*Material supplied*:
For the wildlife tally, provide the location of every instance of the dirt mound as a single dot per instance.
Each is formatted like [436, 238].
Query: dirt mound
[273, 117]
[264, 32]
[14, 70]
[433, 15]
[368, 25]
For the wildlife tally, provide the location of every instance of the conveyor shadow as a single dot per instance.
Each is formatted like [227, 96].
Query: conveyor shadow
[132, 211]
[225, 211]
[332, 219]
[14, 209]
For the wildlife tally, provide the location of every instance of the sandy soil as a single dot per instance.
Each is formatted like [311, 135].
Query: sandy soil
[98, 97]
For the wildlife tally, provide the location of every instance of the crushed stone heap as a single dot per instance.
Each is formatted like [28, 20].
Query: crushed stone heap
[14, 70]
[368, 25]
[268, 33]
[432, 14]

==

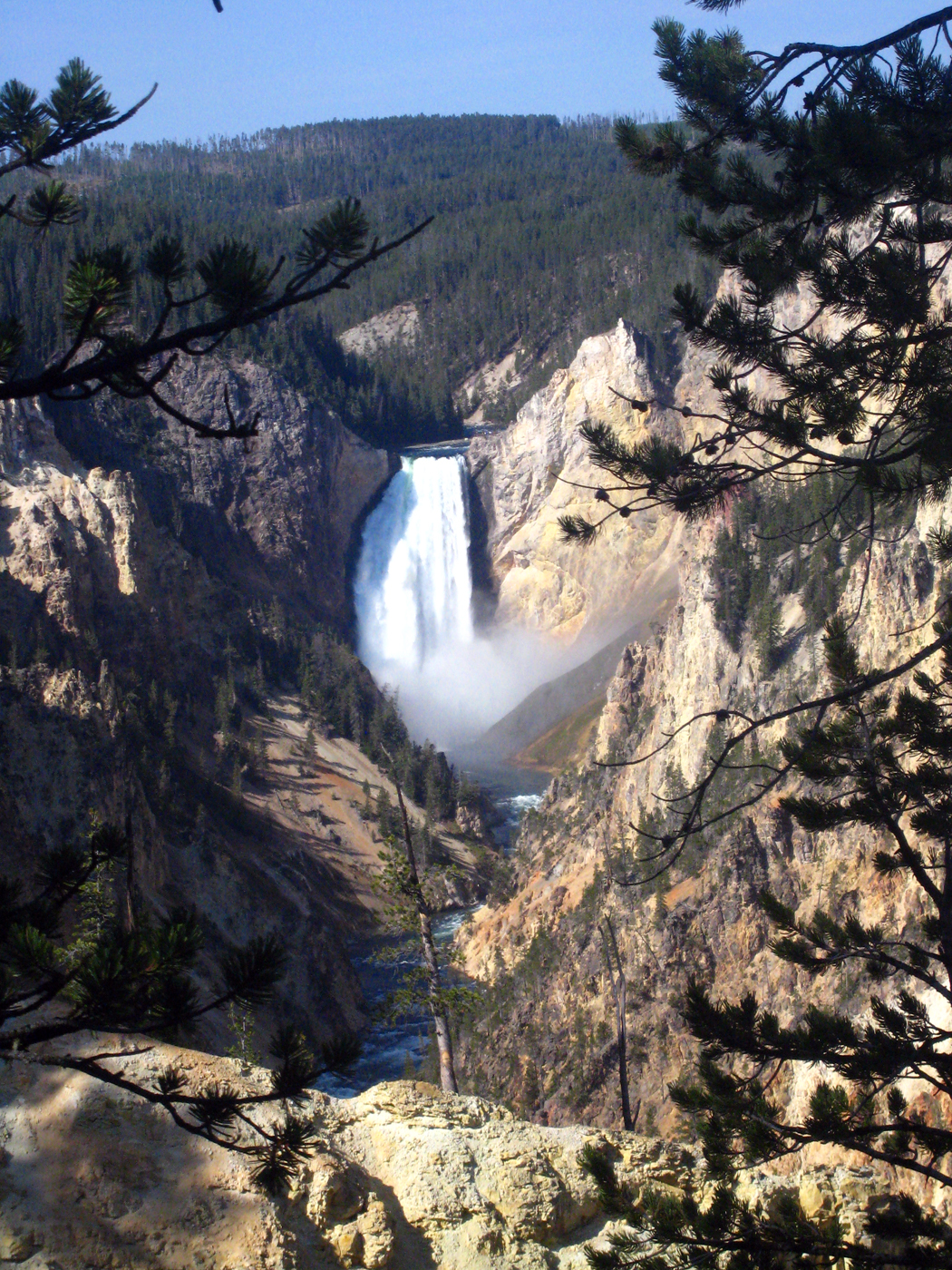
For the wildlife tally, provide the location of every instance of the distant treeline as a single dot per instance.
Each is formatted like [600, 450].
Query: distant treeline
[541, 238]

*Task objective*:
Pull out every line of the items above that contains the word "shadow", and copy each one in full.

*Answer*:
For the wildlife tally, provide the location of every instance of the conveyor shadow as a single dot per instance.
Query: conveyor shadow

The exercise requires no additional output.